Copy the records word for word, beginning at the line that contains "If you could place a marker on the windshield sticker" and stopping after the line that contains "point(65, 344)".

━━ Given data ━━

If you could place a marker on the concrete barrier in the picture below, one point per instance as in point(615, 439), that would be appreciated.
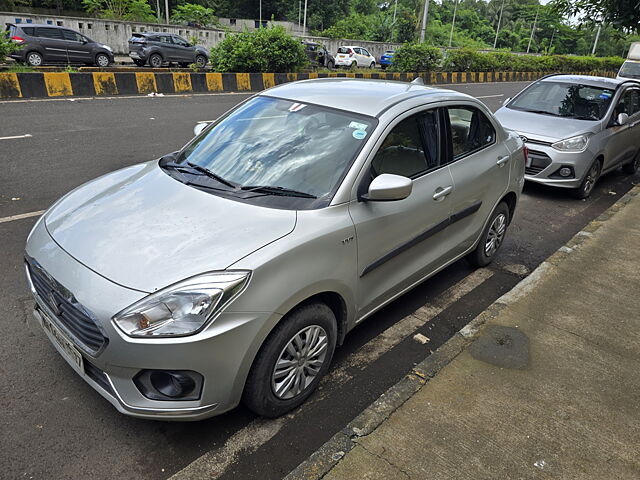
point(90, 84)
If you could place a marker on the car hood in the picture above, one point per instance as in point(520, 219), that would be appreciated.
point(543, 127)
point(144, 230)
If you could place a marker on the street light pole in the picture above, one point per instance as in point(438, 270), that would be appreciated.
point(495, 41)
point(453, 23)
point(425, 12)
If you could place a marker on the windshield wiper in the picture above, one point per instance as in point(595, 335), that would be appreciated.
point(210, 174)
point(275, 190)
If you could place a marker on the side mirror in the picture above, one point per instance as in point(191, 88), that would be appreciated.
point(197, 130)
point(388, 187)
point(622, 119)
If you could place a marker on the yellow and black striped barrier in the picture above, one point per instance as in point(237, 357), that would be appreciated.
point(89, 84)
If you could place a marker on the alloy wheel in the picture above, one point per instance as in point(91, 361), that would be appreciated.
point(299, 362)
point(495, 235)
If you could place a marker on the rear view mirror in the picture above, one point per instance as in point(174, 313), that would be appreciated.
point(197, 130)
point(388, 187)
point(622, 119)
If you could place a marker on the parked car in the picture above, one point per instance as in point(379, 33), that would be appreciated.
point(232, 269)
point(630, 69)
point(576, 127)
point(50, 44)
point(386, 58)
point(353, 56)
point(318, 55)
point(157, 49)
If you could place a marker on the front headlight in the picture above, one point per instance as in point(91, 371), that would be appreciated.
point(183, 308)
point(573, 144)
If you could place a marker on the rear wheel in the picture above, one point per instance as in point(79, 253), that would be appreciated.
point(633, 166)
point(589, 181)
point(492, 237)
point(34, 59)
point(102, 60)
point(155, 60)
point(292, 360)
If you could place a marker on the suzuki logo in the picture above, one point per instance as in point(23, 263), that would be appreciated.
point(53, 303)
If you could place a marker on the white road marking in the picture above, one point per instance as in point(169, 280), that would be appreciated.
point(21, 216)
point(213, 464)
point(28, 135)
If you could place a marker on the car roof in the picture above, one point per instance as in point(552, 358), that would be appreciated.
point(364, 96)
point(603, 82)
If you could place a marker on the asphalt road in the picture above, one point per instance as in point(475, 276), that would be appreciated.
point(53, 425)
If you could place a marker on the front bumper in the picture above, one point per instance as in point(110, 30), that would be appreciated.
point(546, 161)
point(222, 353)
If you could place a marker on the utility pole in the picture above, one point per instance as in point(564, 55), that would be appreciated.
point(533, 28)
point(453, 23)
point(425, 12)
point(304, 20)
point(595, 44)
point(495, 41)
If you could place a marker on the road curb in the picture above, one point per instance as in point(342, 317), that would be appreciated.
point(150, 81)
point(330, 454)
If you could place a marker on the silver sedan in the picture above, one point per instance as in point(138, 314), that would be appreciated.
point(232, 269)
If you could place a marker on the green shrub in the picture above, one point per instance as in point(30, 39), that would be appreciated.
point(416, 57)
point(264, 50)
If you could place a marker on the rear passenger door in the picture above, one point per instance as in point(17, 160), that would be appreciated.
point(78, 47)
point(480, 167)
point(53, 44)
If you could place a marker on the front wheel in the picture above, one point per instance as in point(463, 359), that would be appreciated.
point(292, 360)
point(492, 237)
point(589, 181)
point(102, 60)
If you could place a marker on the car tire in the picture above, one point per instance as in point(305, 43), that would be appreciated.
point(589, 181)
point(633, 166)
point(492, 237)
point(155, 60)
point(102, 60)
point(263, 394)
point(33, 59)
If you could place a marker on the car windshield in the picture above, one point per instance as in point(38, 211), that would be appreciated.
point(630, 70)
point(273, 143)
point(561, 99)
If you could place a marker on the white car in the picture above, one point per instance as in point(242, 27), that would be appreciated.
point(353, 56)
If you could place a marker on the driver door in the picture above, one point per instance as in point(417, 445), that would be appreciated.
point(399, 242)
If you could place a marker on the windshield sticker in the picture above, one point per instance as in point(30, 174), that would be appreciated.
point(296, 107)
point(358, 126)
point(359, 134)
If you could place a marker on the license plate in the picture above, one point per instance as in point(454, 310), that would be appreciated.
point(65, 344)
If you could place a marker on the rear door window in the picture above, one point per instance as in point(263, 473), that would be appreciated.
point(49, 33)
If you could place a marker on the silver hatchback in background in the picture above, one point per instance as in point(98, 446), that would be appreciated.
point(576, 127)
point(231, 270)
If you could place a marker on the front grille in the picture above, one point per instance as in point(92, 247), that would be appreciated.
point(68, 313)
point(539, 161)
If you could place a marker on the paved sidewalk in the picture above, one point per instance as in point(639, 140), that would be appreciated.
point(549, 387)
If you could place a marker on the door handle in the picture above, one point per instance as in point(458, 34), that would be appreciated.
point(442, 192)
point(502, 160)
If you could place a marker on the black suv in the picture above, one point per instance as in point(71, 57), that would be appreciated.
point(318, 55)
point(160, 48)
point(43, 44)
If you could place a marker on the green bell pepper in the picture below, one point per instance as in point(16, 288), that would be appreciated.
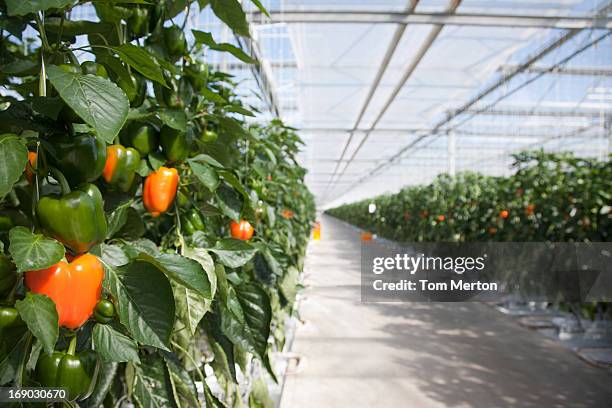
point(76, 218)
point(81, 158)
point(209, 136)
point(138, 23)
point(174, 40)
point(141, 136)
point(104, 311)
point(8, 276)
point(174, 143)
point(121, 166)
point(74, 372)
point(93, 68)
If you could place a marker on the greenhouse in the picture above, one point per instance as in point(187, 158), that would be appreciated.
point(282, 203)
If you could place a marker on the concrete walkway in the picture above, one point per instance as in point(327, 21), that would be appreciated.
point(418, 354)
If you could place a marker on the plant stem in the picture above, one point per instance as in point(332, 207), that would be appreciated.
point(57, 175)
point(41, 31)
point(72, 346)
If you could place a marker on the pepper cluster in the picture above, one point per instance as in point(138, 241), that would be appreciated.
point(149, 231)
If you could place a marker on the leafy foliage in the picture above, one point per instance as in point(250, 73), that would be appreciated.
point(186, 294)
point(549, 198)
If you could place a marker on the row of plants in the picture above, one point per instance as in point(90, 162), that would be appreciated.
point(549, 197)
point(151, 238)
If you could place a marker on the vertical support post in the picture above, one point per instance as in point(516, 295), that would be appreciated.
point(452, 152)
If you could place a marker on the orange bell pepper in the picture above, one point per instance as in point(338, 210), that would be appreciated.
point(159, 190)
point(74, 287)
point(242, 230)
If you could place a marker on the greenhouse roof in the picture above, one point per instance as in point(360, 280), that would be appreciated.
point(389, 93)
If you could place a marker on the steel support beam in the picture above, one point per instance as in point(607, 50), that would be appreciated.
point(262, 72)
point(431, 38)
point(397, 36)
point(446, 18)
point(574, 71)
point(542, 113)
point(528, 63)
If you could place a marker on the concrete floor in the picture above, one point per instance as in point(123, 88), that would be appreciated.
point(419, 354)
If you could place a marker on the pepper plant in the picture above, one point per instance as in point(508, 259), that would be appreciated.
point(549, 198)
point(151, 238)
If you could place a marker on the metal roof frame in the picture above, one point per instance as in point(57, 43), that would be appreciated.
point(446, 18)
point(568, 35)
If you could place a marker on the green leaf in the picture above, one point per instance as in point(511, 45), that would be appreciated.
point(23, 7)
point(174, 118)
point(33, 251)
point(98, 101)
point(260, 397)
point(191, 306)
point(231, 13)
point(139, 59)
point(106, 375)
point(182, 270)
point(249, 326)
point(257, 313)
point(113, 346)
point(40, 314)
point(11, 357)
point(289, 285)
point(113, 255)
point(14, 156)
point(212, 96)
point(207, 38)
point(205, 173)
point(233, 253)
point(134, 248)
point(206, 159)
point(229, 202)
point(146, 304)
point(233, 181)
point(152, 386)
point(261, 7)
point(239, 109)
point(183, 387)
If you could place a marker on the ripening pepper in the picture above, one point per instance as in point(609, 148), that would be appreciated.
point(81, 158)
point(76, 218)
point(121, 166)
point(74, 287)
point(141, 136)
point(8, 276)
point(192, 221)
point(104, 311)
point(242, 230)
point(159, 190)
point(31, 166)
point(74, 372)
point(174, 143)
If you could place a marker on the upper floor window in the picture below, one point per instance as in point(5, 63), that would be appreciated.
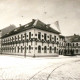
point(50, 37)
point(45, 35)
point(29, 35)
point(21, 37)
point(39, 35)
point(25, 36)
point(54, 38)
point(76, 44)
point(35, 34)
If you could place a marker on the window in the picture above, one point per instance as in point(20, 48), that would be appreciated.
point(29, 35)
point(29, 48)
point(76, 50)
point(45, 49)
point(50, 49)
point(54, 38)
point(45, 36)
point(76, 44)
point(73, 44)
point(21, 37)
point(18, 49)
point(50, 37)
point(35, 34)
point(21, 49)
point(54, 49)
point(39, 35)
point(39, 49)
point(25, 36)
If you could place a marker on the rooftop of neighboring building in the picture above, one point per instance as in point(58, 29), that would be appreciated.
point(33, 24)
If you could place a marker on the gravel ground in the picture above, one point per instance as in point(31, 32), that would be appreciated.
point(50, 68)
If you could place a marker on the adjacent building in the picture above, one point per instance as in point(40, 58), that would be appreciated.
point(73, 44)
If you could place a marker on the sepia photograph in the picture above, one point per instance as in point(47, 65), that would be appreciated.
point(39, 39)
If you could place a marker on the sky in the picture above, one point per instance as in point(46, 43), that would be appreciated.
point(67, 12)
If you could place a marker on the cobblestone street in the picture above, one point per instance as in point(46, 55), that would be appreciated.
point(49, 68)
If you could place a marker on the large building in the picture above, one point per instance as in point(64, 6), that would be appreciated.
point(33, 39)
point(72, 44)
point(5, 31)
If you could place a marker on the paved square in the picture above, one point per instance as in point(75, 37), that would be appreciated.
point(40, 68)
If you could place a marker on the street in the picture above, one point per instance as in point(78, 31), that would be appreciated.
point(39, 68)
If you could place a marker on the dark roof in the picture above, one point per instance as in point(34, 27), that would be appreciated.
point(33, 24)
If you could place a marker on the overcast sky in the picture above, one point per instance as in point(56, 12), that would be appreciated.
point(67, 12)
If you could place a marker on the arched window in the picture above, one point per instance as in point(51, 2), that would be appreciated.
point(45, 49)
point(39, 49)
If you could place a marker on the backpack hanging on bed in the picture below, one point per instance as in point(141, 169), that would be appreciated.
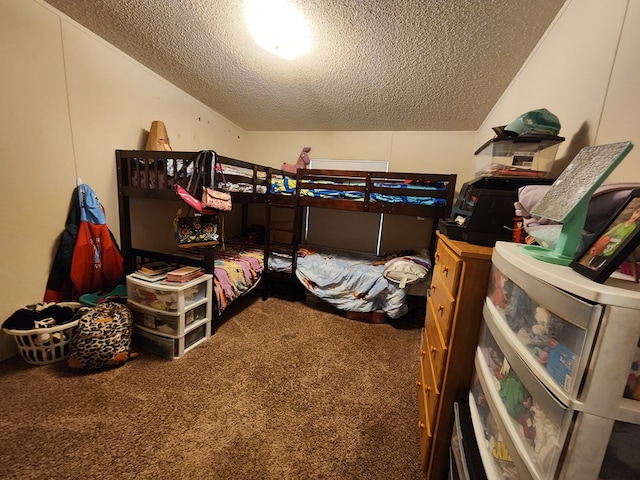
point(103, 337)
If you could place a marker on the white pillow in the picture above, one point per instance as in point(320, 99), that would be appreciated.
point(407, 270)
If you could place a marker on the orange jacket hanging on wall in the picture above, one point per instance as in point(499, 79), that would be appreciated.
point(95, 261)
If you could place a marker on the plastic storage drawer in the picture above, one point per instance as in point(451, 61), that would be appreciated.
point(538, 423)
point(170, 324)
point(171, 348)
point(169, 297)
point(499, 456)
point(556, 340)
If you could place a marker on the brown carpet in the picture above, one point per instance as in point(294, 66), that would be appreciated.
point(280, 391)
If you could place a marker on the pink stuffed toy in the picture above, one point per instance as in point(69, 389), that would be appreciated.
point(303, 161)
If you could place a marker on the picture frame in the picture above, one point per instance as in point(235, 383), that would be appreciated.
point(613, 244)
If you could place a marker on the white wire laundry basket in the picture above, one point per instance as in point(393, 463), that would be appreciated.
point(42, 346)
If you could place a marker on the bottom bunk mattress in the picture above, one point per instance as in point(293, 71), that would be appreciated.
point(360, 282)
point(237, 269)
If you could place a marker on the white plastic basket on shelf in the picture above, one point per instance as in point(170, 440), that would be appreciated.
point(42, 346)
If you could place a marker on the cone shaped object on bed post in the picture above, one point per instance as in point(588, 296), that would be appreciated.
point(158, 138)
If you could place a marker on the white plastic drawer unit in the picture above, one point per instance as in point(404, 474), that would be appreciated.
point(555, 339)
point(168, 297)
point(169, 324)
point(499, 456)
point(535, 421)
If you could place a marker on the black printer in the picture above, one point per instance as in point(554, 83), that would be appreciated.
point(484, 211)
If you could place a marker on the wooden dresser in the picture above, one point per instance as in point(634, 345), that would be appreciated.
point(454, 315)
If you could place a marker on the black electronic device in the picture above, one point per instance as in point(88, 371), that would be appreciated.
point(484, 211)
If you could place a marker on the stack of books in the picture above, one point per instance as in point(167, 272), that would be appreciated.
point(184, 274)
point(153, 272)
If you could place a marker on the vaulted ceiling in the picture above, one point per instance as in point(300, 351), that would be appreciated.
point(374, 65)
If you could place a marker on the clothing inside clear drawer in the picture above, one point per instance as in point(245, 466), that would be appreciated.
point(554, 342)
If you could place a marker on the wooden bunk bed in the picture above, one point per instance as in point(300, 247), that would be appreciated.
point(412, 194)
point(145, 175)
point(152, 175)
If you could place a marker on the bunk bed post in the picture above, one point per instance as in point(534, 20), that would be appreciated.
point(123, 172)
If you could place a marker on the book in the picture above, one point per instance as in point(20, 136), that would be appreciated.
point(155, 268)
point(184, 274)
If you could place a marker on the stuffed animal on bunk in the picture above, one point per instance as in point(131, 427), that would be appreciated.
point(303, 162)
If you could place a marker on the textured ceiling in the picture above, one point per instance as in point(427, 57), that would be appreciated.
point(374, 65)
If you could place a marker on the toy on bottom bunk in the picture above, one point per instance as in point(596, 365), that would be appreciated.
point(303, 162)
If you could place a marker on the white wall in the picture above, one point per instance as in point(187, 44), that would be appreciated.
point(585, 70)
point(69, 100)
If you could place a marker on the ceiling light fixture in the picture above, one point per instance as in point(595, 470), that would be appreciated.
point(278, 27)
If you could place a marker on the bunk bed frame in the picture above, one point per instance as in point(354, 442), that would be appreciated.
point(153, 174)
point(358, 191)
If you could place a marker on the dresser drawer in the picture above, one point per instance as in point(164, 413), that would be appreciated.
point(448, 265)
point(431, 391)
point(443, 305)
point(424, 428)
point(435, 347)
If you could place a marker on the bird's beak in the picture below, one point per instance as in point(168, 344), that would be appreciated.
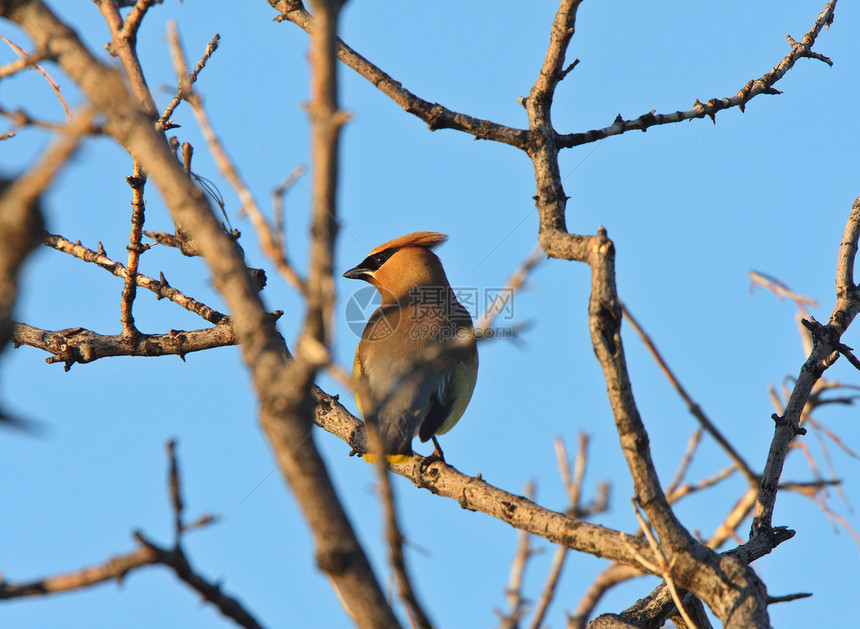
point(358, 273)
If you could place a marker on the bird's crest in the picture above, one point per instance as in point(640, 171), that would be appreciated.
point(428, 240)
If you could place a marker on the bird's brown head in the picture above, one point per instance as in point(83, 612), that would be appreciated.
point(399, 265)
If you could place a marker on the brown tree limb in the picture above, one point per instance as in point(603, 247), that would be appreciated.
point(186, 83)
point(124, 45)
point(338, 551)
point(825, 351)
point(268, 242)
point(137, 181)
point(161, 288)
point(77, 345)
point(149, 553)
point(116, 568)
point(610, 577)
point(517, 604)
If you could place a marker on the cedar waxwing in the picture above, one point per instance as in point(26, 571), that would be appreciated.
point(417, 361)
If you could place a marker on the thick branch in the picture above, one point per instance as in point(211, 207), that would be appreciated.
point(77, 345)
point(160, 287)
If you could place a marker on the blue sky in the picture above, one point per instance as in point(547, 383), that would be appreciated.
point(691, 207)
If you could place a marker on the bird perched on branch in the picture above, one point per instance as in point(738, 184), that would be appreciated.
point(416, 364)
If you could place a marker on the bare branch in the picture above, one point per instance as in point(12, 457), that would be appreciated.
point(161, 288)
point(517, 604)
point(694, 408)
point(77, 345)
point(475, 494)
point(185, 83)
point(21, 218)
point(762, 85)
point(824, 353)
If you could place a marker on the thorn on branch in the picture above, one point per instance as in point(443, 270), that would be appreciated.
point(567, 70)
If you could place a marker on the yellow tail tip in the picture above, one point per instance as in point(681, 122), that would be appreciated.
point(391, 458)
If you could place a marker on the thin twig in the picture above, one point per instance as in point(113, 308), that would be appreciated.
point(515, 282)
point(137, 181)
point(229, 171)
point(692, 406)
point(755, 87)
point(665, 566)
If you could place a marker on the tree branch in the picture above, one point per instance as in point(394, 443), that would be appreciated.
point(761, 85)
point(77, 345)
point(435, 115)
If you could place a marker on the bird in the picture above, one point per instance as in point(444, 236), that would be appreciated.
point(416, 364)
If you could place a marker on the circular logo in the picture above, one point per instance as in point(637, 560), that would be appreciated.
point(361, 306)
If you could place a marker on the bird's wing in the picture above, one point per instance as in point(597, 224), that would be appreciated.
point(450, 396)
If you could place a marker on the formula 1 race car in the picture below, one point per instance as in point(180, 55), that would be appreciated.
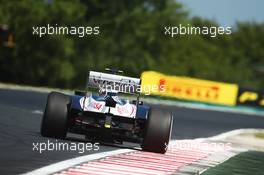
point(106, 116)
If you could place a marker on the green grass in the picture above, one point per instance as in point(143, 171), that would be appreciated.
point(247, 163)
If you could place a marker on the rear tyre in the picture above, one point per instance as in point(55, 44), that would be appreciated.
point(55, 119)
point(157, 131)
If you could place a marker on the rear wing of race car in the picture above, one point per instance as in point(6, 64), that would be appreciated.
point(113, 82)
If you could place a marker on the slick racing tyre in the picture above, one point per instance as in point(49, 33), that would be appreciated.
point(55, 119)
point(157, 131)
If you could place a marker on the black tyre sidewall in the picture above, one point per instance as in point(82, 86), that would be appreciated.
point(55, 119)
point(158, 131)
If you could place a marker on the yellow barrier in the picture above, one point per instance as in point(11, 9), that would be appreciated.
point(189, 88)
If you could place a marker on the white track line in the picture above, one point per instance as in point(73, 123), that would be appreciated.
point(75, 161)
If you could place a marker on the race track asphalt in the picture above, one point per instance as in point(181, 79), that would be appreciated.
point(20, 117)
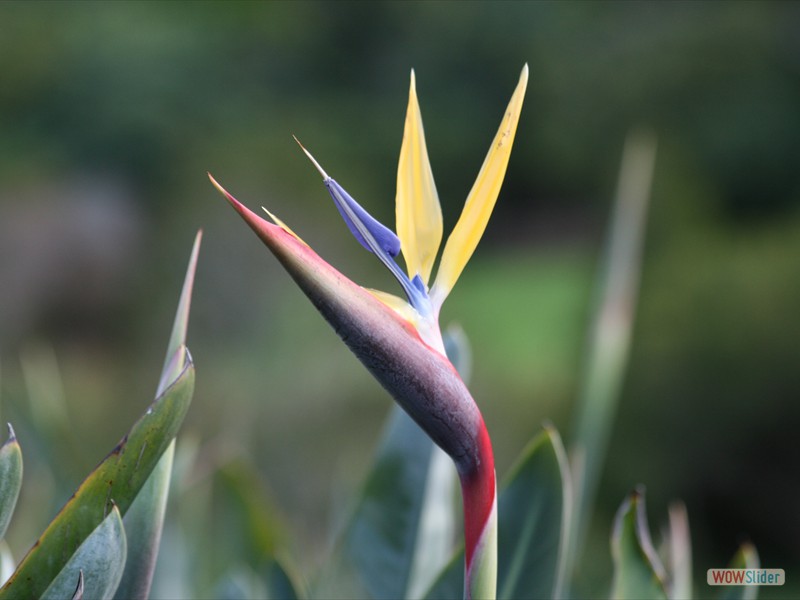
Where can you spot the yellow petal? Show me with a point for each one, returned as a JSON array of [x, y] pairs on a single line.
[[480, 201], [419, 216]]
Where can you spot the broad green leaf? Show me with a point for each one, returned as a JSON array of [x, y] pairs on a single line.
[[533, 507], [144, 522], [10, 479], [116, 480], [101, 560], [745, 558], [145, 518], [402, 524], [637, 570]]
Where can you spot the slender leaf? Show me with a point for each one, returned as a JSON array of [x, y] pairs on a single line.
[[610, 334], [7, 563], [78, 595], [99, 562], [116, 480], [404, 510], [533, 509], [144, 520], [638, 572], [745, 558], [679, 546], [10, 479]]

━━━

◆ **Reply to the task**:
If you could place a marker on the windshield sticker in the picture above, one point per instance as in point(30, 174), that would be appreciated.
point(296, 107)
point(358, 126)
point(359, 134)
If you could place a marker on the license plate in the picture above, one point per instance as in point(454, 310), that would be appreciated.
point(65, 344)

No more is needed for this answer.